BEGIN PROVIDED ENTRIES
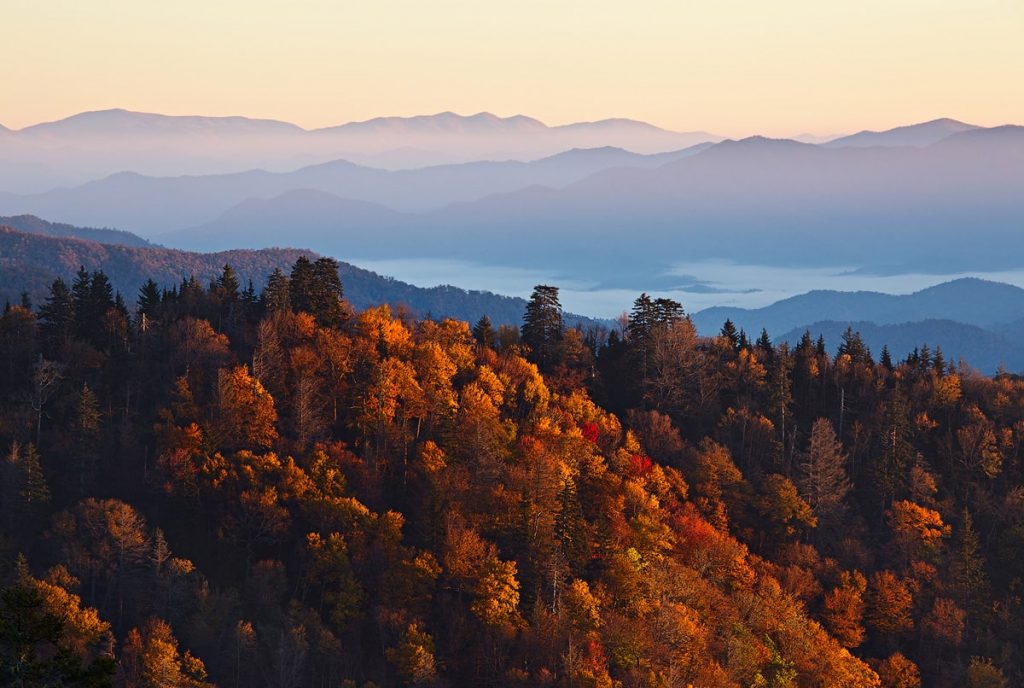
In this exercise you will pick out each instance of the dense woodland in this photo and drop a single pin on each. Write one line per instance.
(211, 485)
(34, 252)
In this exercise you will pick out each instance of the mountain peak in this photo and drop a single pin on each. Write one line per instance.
(919, 135)
(118, 121)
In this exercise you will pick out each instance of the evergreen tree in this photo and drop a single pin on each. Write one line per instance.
(56, 315)
(886, 359)
(226, 285)
(326, 300)
(300, 284)
(542, 327)
(729, 333)
(821, 473)
(764, 345)
(854, 347)
(275, 296)
(483, 332)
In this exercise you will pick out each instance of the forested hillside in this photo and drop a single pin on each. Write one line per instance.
(283, 490)
(30, 263)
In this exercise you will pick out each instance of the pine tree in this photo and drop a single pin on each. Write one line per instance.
(300, 284)
(729, 333)
(542, 327)
(148, 300)
(56, 315)
(886, 359)
(33, 487)
(854, 347)
(821, 472)
(327, 293)
(483, 333)
(275, 297)
(227, 284)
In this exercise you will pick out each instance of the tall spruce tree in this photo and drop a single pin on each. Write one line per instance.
(542, 327)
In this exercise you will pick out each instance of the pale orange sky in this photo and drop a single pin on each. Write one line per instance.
(729, 67)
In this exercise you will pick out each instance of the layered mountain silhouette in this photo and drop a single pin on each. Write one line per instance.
(969, 300)
(981, 349)
(31, 261)
(970, 318)
(90, 145)
(164, 204)
(951, 207)
(919, 135)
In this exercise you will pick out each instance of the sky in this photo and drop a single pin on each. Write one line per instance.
(729, 67)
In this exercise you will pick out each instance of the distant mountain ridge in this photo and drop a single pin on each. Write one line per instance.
(34, 225)
(31, 261)
(755, 201)
(156, 205)
(922, 134)
(968, 300)
(95, 144)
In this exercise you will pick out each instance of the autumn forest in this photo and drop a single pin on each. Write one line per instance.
(211, 484)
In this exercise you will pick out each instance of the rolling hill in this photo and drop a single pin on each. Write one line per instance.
(755, 201)
(154, 205)
(34, 225)
(31, 261)
(971, 301)
(919, 135)
(91, 145)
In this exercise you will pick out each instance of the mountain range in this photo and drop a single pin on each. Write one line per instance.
(606, 213)
(951, 207)
(32, 258)
(978, 320)
(95, 144)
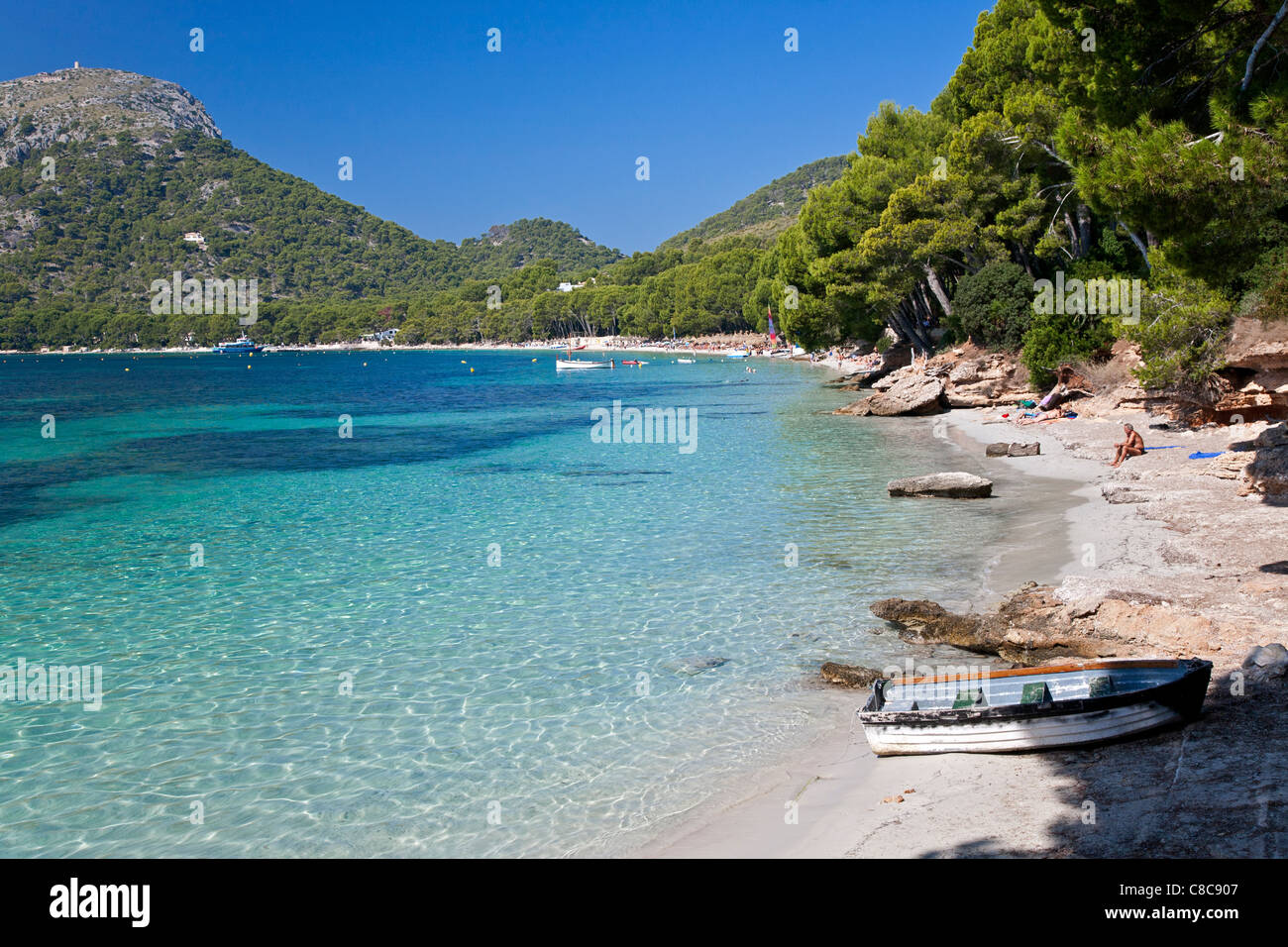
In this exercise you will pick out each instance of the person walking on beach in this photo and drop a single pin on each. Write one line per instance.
(1132, 446)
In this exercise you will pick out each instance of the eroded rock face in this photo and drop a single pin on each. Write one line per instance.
(913, 394)
(1267, 474)
(1257, 346)
(956, 484)
(1031, 626)
(849, 676)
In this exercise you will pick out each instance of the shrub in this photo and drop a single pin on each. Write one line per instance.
(1183, 337)
(1060, 338)
(993, 307)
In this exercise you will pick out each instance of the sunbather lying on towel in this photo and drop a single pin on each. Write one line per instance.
(1042, 416)
(1132, 446)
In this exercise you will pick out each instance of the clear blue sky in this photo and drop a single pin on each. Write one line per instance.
(447, 138)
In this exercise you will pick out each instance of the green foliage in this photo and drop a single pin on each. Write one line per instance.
(995, 305)
(780, 200)
(1183, 333)
(1057, 338)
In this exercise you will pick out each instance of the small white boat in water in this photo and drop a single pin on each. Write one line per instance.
(575, 364)
(1031, 707)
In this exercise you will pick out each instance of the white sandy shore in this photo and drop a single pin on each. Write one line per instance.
(961, 802)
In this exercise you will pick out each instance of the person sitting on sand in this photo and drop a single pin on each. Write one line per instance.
(1131, 447)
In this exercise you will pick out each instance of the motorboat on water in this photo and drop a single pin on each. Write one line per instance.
(237, 347)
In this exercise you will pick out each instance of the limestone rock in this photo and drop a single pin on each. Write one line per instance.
(956, 484)
(913, 394)
(1014, 450)
(849, 676)
(1267, 656)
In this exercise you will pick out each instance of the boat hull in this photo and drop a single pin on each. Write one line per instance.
(562, 365)
(1016, 728)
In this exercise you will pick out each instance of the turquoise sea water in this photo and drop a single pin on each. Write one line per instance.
(468, 629)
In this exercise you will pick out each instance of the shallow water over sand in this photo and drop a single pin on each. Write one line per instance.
(346, 673)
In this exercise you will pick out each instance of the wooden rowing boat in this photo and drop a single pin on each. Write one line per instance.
(1031, 707)
(570, 364)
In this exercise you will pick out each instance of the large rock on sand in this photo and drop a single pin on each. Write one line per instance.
(849, 676)
(914, 394)
(1014, 450)
(957, 486)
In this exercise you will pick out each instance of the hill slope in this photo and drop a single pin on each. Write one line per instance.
(765, 211)
(137, 162)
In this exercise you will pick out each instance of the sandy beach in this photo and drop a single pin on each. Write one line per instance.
(1186, 553)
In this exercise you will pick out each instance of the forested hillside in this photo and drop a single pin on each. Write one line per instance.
(110, 170)
(769, 210)
(1107, 140)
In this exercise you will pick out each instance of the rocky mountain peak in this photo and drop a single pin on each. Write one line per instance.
(80, 103)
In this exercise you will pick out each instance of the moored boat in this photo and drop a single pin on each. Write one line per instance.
(1031, 707)
(237, 347)
(571, 364)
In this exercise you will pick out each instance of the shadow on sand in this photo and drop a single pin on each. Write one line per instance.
(1211, 789)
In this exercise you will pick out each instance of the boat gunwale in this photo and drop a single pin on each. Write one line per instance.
(1171, 693)
(1122, 664)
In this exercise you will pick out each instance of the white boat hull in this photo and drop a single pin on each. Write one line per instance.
(563, 365)
(1010, 736)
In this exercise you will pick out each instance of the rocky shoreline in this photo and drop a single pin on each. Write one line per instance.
(1189, 543)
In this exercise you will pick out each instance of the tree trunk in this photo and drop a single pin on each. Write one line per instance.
(1140, 245)
(1083, 230)
(938, 289)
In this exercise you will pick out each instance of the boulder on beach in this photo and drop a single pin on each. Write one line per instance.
(1013, 450)
(914, 394)
(1267, 661)
(956, 484)
(849, 676)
END PROVIDED ENTRIES
**AIM OF THE EXERCISE:** Would you please set down the data above again exactly, without its pictures?

**TASK RESULT:**
In this exercise you will pick out each instance of the dense woodland in this photo and drop a single pin on each. Write one line per instance.
(211, 485)
(34, 252)
In this exercise you will pick out each instance of the mountain peak in this photo and drop a single pin on each. Write one line per instance.
(919, 135)
(118, 121)
In this exercise you will pick out each instance of the evergreen tree in this photo and drop a single pin on each. Write one line per instance.
(56, 315)
(886, 359)
(226, 285)
(326, 300)
(300, 284)
(542, 327)
(729, 333)
(821, 473)
(764, 345)
(854, 347)
(275, 296)
(483, 332)
In this exercise you will pick out each instance of the forested hillside in this photo and drop a single pin on each. Write one line per instance.
(283, 490)
(30, 263)
In this exercise you will pick out each instance of the pine tree in this photo and drop a single pin on each. Write one line per instance.
(300, 284)
(729, 333)
(542, 327)
(148, 300)
(56, 315)
(886, 359)
(33, 487)
(854, 347)
(821, 472)
(327, 293)
(483, 333)
(275, 297)
(227, 284)
In this exercise you will pick out each instance of the tall spruce tree in this photo and drop a single pin on each. Write one line per instance.
(542, 327)
In this exercise you will pick out each instance of the pale orange sky in this photo and drop a single pin on each. Write one line per instance.
(729, 67)
In this exercise you will pick out each instance of the layered mountain silhouette in this photo and drop a single pin on each. Write one line per instance.
(969, 300)
(981, 349)
(31, 261)
(970, 318)
(90, 145)
(164, 204)
(951, 207)
(919, 135)
In this exercise you will pick out each instance of the sky in this photo and drop a single pin on each. Write one line per instance.
(729, 67)
In this exercise you will pick out each instance of the distant mountain ridge in this photo and drop a single pin on each. Write one line per instance.
(34, 225)
(31, 261)
(755, 201)
(156, 205)
(922, 134)
(968, 300)
(95, 144)
In this exercise you will pick out each instance of the autumn forest in this photo and drop a single pin on each. Write one line per instance.
(211, 484)
In this exercise you will pick out each instance of the rolling hill in this photo and drop a single pin on each. Write one line per instance.
(755, 201)
(154, 205)
(34, 225)
(31, 261)
(971, 301)
(919, 135)
(91, 145)
In this exercise you will pick out each instance of the mountain range in this photo and drop a single pin on each. Write one line per instance.
(606, 213)
(951, 207)
(32, 258)
(978, 320)
(95, 144)
In this exercise you will pick out each instance of the person walking on beach in this photo and drop a single pin on each. Write one line per instance.
(1132, 446)
In this exercise you will pick out each instance of the eroded rock face in this photo and drop a single pin on each. Write one line per instance.
(913, 394)
(1267, 474)
(1257, 346)
(956, 484)
(1031, 626)
(849, 676)
In this exercise you will pick out each instance of the shrub in this photo and drop a single pin on each. Write one line per instance.
(1183, 337)
(1060, 338)
(993, 307)
In this exercise you will pick out each instance of the sunbather lying on towel in this photo and drop a single pin on each. Write one line per instance.
(1042, 416)
(1132, 446)
In this exercise you will pick out each instance of the clear blue sky in this photo and drop a single pin on each. Write one line per instance.
(447, 138)
In this exercise you will pick out each instance of the green foliage in this photo and drop a single pin on each. Write one line per instance.
(995, 305)
(780, 200)
(1183, 333)
(1057, 338)
In this exercise you will pick out each instance of the small white boat in water in this photo and drop a single pin on each. Write one line per instance.
(575, 364)
(1031, 707)
In this exercise you will pick out each instance of the white sandy shore in this photo and drop a single pin on each. Write one line per instance.
(961, 802)
In this exercise you will pick out each instance of the person sitting on sand in this photo and drop a single pin on each. Write one line per instance.
(1131, 447)
In this exercise you will pick out each instance of the motorboat on water in this photo and drop a single pin on each. Write one line per instance.
(237, 347)
In this exercise you will pick out each instance of the limestone rock in this photo and drop a single pin on each. Write one line per instance.
(956, 484)
(913, 394)
(1014, 450)
(849, 676)
(1267, 656)
In this exercise you will pick out each instance of the boat hull in this photo and drop a single pin on each. Write one line per instance.
(562, 365)
(1016, 728)
In this exercise you will pick out each instance of the turquoise sea water in this photo and drop a single pin on each. Write one line per instance.
(468, 629)
In this exercise you will pick out each instance of the shallow water over sand in this photo and drop a single pin on each. Write one line per instance.
(346, 673)
In this exercise you will pick out each instance of the wooden rowing boat in this photo and drop a single pin on each. Write one line per instance.
(1031, 707)
(570, 364)
In this exercise you will pick out each instance of the large rock on sand in this photo and drop a single pin on each. Write one line per instance.
(849, 676)
(914, 394)
(1014, 450)
(957, 486)
In this exercise you will pick out each instance of the hill slope in this photo and drop a single pin on each. Write one line per instance.
(765, 211)
(137, 162)
In this exercise you will pick out each instance of the sandy beach in this photo and drop a single pin on each. Write one line per instance.
(1186, 553)
In this exercise you will pick out each instance of the forested hillside in this photo and drop a single pin on each. Write one line per instance.
(110, 170)
(769, 210)
(1107, 140)
In this exercise you will pick out each instance of the rocky mountain peak in this photo and drop a single pin on each. Write one line per instance.
(80, 103)
In this exercise you will pick out each instance of the moored boat in this photo and drop a single pin on each. Write one line per instance.
(1031, 707)
(237, 347)
(571, 364)
In this exercise you will pick out each instance of the shadow on sand in this photo and drop a single pin on each. Write one line per instance.
(1211, 789)
In this exercise you will pick out each instance of the boat gunwale in this photo and drop a single pin on each. Write one line per instance.
(1171, 693)
(1122, 664)
In this exercise you will pick out each instance of the white boat hull in this photo and drop a single pin on each. Write one line per instance.
(563, 365)
(1010, 736)
In this exercise you will pick out each instance of the rocky shoreline in this photo and drop a single pin on each. Write one line per instance.
(1189, 543)
In this exercise you will pick out each instance of the tree trunk in this photo and drop a single pin on each. Write one line per instance.
(1140, 245)
(1083, 230)
(938, 289)
In this exercise you will pick out each instance of the boulder on beach in this photo and drop a single pin on each. Write one line per instance.
(1013, 450)
(914, 394)
(1267, 661)
(956, 484)
(849, 676)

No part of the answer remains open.